Image region labeling entries ▸

----------------

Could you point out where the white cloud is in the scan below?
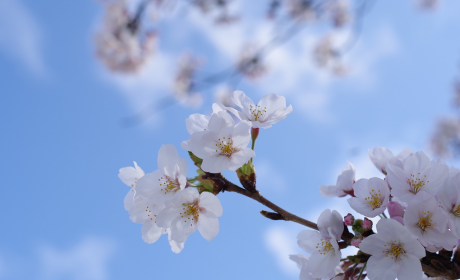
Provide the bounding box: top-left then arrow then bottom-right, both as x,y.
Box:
40,237 -> 115,280
0,0 -> 47,77
265,226 -> 300,275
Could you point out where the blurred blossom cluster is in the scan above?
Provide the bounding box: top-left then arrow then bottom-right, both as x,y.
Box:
95,0 -> 157,73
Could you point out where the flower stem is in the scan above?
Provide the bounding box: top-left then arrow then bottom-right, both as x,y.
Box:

----------------

PROMPT ▸
Return all of the records above verbatim, line for line, omitting the pictures.

RIGHT ANSWER ▸
Could you point out where the white cloud is in the scan below?
Provide the bounding box: top-left then arrow then bottom-right, both as x,y.
Box:
40,237 -> 115,280
0,0 -> 47,77
265,226 -> 300,275
Could you point out where the blurred blossom cluster is in the scan above?
Provide the bounding box: top-left then arrow then bottom-right, both as x,y.
Box:
95,0 -> 157,73
Could you point out where the flower stem is in the scan above?
Provide the bounding box: top-left then arrow then bottom-right, both as x,y.
Box:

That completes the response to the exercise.